Trecho do texto:
↓↓↓
Entre essas previsões, há a de que a desonestidade deve ser mais rara quando é mais "cara" (confirmada pela constatação de que os jogadores cavam menos faltas quando perto do próprio gol); mais comum quando os benefícios potenciais são altos (confirmada pelo fato de que mais faltas são cavadas perto da área do time adversário); quando o benefício potencial é mais valioso (confirmada pela constatação de que faltas cavadas são mais comuns quando o jogo está empatado -- o benefício sendo, portanto, a vitória).
Outras duas previsões, no entanto -- a de que punição deveria inibir o uso da manobra desonesta, e a de que, quanto mais usada, menos recompensada a desonestidade seria -- acabaram gerando resultados que os autores consideraram surpreendentes.
Quanto à punição, dos 169 casos de jogadores se jogando para cavar falta analisados pelos pesquisadores, nenhum foi punido pelo árbitro. Já a esperada perda de eficácia pelo excesso de uso acabou sendo desmentida pelos fatos: quanto maior o número de faltas cavadas, maior o número de cobranças concedidas ao time do cavador.
↑↑↑
Requisitos: Prossiga com o texto sobre faltas cavadas no futebol a partir de onde ele termina. Os dados a seguir não têm relação com o texto.

Registros de dados:
↓↓↓
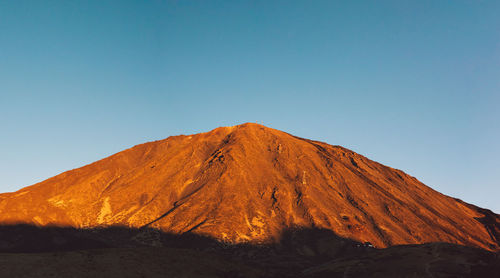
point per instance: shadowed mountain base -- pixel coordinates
(30, 251)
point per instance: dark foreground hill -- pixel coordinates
(242, 201)
(29, 251)
(249, 183)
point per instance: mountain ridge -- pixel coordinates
(247, 183)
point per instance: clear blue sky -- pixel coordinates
(412, 84)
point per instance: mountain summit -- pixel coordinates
(249, 183)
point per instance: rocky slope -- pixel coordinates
(248, 183)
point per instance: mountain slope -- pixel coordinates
(249, 183)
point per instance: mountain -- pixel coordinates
(248, 184)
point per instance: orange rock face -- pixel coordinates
(248, 183)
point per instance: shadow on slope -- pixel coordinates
(110, 252)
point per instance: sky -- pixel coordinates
(414, 85)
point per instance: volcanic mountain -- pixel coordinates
(249, 183)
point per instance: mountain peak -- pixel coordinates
(248, 183)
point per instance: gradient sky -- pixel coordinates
(411, 84)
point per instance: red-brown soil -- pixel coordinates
(248, 183)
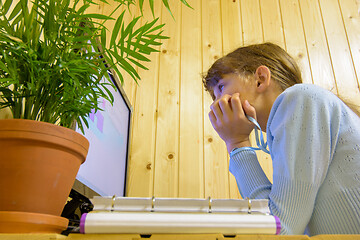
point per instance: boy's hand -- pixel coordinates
(228, 118)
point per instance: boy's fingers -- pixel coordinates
(236, 104)
(212, 118)
(249, 110)
(215, 109)
(224, 104)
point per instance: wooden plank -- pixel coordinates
(251, 22)
(316, 44)
(294, 35)
(141, 163)
(345, 77)
(215, 154)
(232, 39)
(167, 132)
(350, 10)
(272, 27)
(271, 22)
(191, 164)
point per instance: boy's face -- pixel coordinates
(234, 83)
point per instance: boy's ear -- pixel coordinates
(263, 78)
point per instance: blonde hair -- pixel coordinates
(245, 61)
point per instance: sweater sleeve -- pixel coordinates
(299, 139)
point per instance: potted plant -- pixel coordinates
(50, 71)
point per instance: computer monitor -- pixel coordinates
(105, 168)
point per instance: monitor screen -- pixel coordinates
(105, 168)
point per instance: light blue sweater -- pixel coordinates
(314, 141)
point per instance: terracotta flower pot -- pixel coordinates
(38, 165)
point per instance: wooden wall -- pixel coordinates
(174, 151)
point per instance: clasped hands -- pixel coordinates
(228, 117)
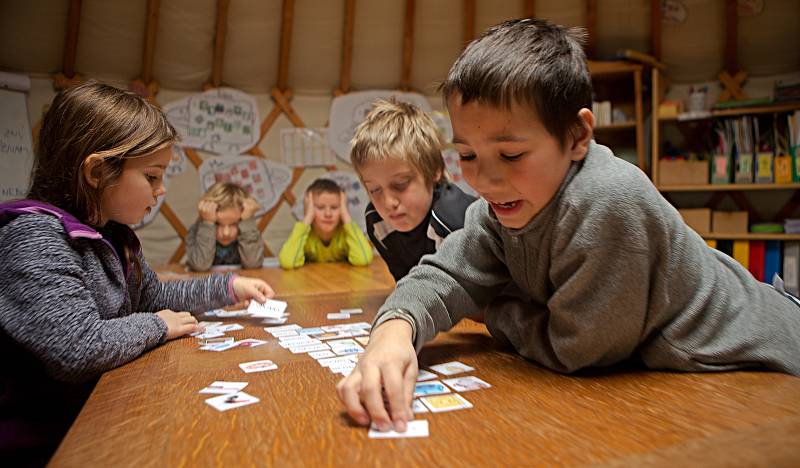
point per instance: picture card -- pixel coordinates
(449, 402)
(234, 400)
(451, 368)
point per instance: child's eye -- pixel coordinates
(511, 157)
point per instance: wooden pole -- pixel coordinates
(219, 42)
(347, 46)
(468, 33)
(286, 43)
(731, 37)
(408, 46)
(150, 40)
(655, 29)
(528, 8)
(71, 45)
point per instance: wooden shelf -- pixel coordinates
(749, 236)
(726, 187)
(617, 126)
(767, 109)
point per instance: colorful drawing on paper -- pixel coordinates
(349, 110)
(306, 147)
(357, 199)
(264, 180)
(454, 168)
(222, 121)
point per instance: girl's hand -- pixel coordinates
(343, 213)
(208, 211)
(251, 288)
(389, 364)
(249, 208)
(308, 206)
(178, 323)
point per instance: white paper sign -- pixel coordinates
(221, 120)
(349, 110)
(16, 149)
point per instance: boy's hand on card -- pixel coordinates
(387, 369)
(249, 208)
(343, 213)
(308, 206)
(208, 211)
(178, 323)
(251, 288)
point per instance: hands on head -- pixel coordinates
(388, 369)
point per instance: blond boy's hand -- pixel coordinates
(208, 211)
(308, 206)
(389, 366)
(343, 212)
(252, 288)
(249, 208)
(178, 323)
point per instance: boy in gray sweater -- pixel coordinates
(604, 267)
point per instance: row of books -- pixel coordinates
(764, 259)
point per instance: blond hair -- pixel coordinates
(226, 195)
(399, 130)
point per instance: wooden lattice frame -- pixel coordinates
(281, 94)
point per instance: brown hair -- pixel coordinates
(87, 119)
(399, 130)
(531, 62)
(226, 195)
(323, 185)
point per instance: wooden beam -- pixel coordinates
(347, 46)
(408, 46)
(528, 8)
(151, 27)
(468, 33)
(731, 37)
(591, 28)
(71, 45)
(655, 28)
(287, 19)
(219, 42)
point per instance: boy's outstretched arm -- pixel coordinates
(389, 365)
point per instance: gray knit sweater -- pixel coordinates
(606, 271)
(70, 309)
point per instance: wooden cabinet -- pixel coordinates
(620, 83)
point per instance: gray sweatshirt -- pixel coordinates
(203, 250)
(606, 271)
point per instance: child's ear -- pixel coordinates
(91, 169)
(583, 135)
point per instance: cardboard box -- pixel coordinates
(679, 172)
(698, 219)
(729, 222)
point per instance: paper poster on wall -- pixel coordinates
(221, 120)
(176, 166)
(264, 180)
(349, 110)
(357, 199)
(451, 163)
(306, 147)
(16, 149)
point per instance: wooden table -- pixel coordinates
(148, 412)
(311, 279)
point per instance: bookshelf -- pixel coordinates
(620, 82)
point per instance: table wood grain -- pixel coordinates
(148, 412)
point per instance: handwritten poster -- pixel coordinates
(349, 110)
(16, 149)
(264, 180)
(222, 121)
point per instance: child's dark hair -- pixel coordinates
(323, 185)
(530, 62)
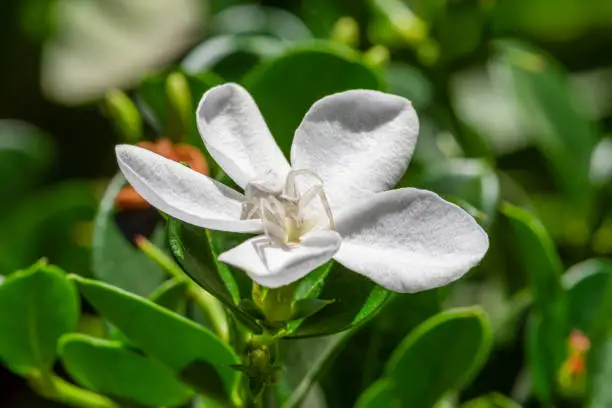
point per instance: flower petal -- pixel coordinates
(183, 193)
(359, 142)
(238, 138)
(273, 266)
(409, 240)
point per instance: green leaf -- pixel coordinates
(115, 260)
(407, 81)
(471, 180)
(304, 360)
(589, 286)
(196, 250)
(256, 19)
(356, 299)
(172, 294)
(493, 400)
(158, 331)
(192, 248)
(44, 306)
(307, 307)
(547, 327)
(111, 369)
(153, 101)
(232, 56)
(24, 150)
(286, 87)
(599, 372)
(549, 107)
(446, 351)
(55, 222)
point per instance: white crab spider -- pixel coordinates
(283, 215)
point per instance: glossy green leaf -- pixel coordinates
(117, 261)
(24, 150)
(285, 87)
(304, 360)
(471, 180)
(230, 56)
(257, 19)
(53, 222)
(158, 331)
(304, 308)
(356, 299)
(196, 250)
(599, 373)
(153, 102)
(494, 400)
(192, 248)
(549, 113)
(109, 368)
(547, 328)
(589, 286)
(446, 351)
(172, 294)
(44, 305)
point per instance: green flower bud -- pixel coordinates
(120, 108)
(178, 105)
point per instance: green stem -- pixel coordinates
(208, 303)
(64, 392)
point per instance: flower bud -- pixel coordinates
(120, 108)
(179, 107)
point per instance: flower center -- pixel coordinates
(289, 214)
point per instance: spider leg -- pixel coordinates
(311, 194)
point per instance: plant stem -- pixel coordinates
(64, 392)
(208, 303)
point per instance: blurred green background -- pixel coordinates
(515, 101)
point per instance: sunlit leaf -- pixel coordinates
(109, 368)
(45, 306)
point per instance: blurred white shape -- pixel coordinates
(104, 44)
(601, 162)
(488, 110)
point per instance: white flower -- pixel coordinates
(331, 202)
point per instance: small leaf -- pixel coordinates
(171, 294)
(191, 247)
(158, 331)
(115, 259)
(194, 249)
(547, 328)
(307, 307)
(111, 369)
(47, 306)
(446, 351)
(356, 299)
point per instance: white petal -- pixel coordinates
(409, 240)
(359, 142)
(183, 193)
(238, 138)
(273, 266)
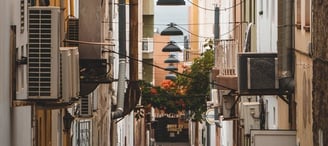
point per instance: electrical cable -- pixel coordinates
(223, 9)
(135, 59)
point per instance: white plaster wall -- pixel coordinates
(22, 126)
(227, 133)
(267, 25)
(271, 111)
(5, 8)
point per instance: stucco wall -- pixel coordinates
(320, 69)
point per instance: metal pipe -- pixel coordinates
(285, 45)
(122, 61)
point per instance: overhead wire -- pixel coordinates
(136, 59)
(221, 9)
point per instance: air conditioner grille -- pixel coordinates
(41, 54)
(72, 31)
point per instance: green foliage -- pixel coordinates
(189, 92)
(197, 83)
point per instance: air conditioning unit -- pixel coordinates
(227, 102)
(75, 72)
(250, 116)
(147, 45)
(86, 106)
(43, 53)
(65, 73)
(258, 72)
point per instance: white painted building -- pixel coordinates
(15, 122)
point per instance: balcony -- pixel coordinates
(147, 48)
(225, 69)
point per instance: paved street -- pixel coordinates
(172, 144)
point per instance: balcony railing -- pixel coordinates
(226, 60)
(147, 45)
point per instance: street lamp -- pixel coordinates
(171, 47)
(67, 119)
(171, 76)
(171, 59)
(172, 30)
(171, 2)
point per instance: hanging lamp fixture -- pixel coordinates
(172, 30)
(171, 47)
(171, 59)
(170, 2)
(171, 76)
(171, 67)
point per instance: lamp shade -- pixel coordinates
(170, 76)
(171, 67)
(172, 30)
(171, 47)
(171, 59)
(171, 2)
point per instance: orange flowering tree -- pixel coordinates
(165, 97)
(189, 92)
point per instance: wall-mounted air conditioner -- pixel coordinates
(258, 73)
(72, 31)
(227, 102)
(249, 116)
(86, 105)
(147, 45)
(43, 55)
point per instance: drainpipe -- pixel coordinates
(285, 45)
(122, 61)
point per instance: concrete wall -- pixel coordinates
(22, 126)
(320, 69)
(267, 25)
(5, 9)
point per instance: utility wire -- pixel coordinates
(135, 59)
(223, 9)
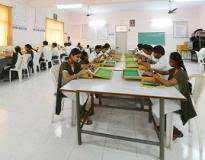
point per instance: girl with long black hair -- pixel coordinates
(178, 77)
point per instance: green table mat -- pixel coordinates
(134, 73)
(103, 73)
(109, 63)
(131, 64)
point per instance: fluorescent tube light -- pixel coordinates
(97, 23)
(187, 0)
(69, 6)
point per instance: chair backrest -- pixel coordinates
(18, 64)
(54, 71)
(36, 58)
(25, 61)
(199, 80)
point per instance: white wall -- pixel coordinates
(143, 24)
(30, 18)
(25, 16)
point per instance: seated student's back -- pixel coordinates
(162, 62)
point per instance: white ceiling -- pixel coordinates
(99, 6)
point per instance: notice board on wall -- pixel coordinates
(151, 38)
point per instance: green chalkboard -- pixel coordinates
(152, 38)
↑↑↑
Resposta à tarefa:
O fator limitante aí, sugerem os autores, é a capacidade de discriminação do árbitro, e a estimativa dessa capacidade pelos jogadores. Em outras palavras, se o juiz parece (ou efetivamente é) fácil de enganar. Os fatos de uma falta cavada ser só muito raramente punida e de o árbitro ser facilmente engabelado reduzem os custos e aumentam as recompensas potenciais desse comportamento.
Esse laço entre qualidade do árbitro e prevalência da "cavação" é sustentado pela correlação entre número de faltas cavadas, número de faltas cavadas que rendem benefícios ao time do jogador desonesto e liga. A estrutura de ligas do futebol australiano não reflete exatamente um sistema de divisões como do futebol brasileiro, mas a Liga A é considerada a elite, e é nela que há menos benefícios para cavadores de faltas ("dive", ou "mergulho", é o jargão para falta cavada em inglês):
Partindo da suposição de que os melhores árbitros devem gravitar para as melhores ligas, a conexão se fecha. Os autores também propõem a hipótese de que os jogadores das ligas inferiores são melhores em fingir faltas (um talento dramático extra para compensar a falta de talento com a bola?).
No fim, o estudo conclui que "o uso de sinais desonestos por jogadores de futebol é livre de custos, e a manutenção da honestidade sob conflito de interesses depende de como os receptores respondem, e aos resultados potenciais para os enganadores".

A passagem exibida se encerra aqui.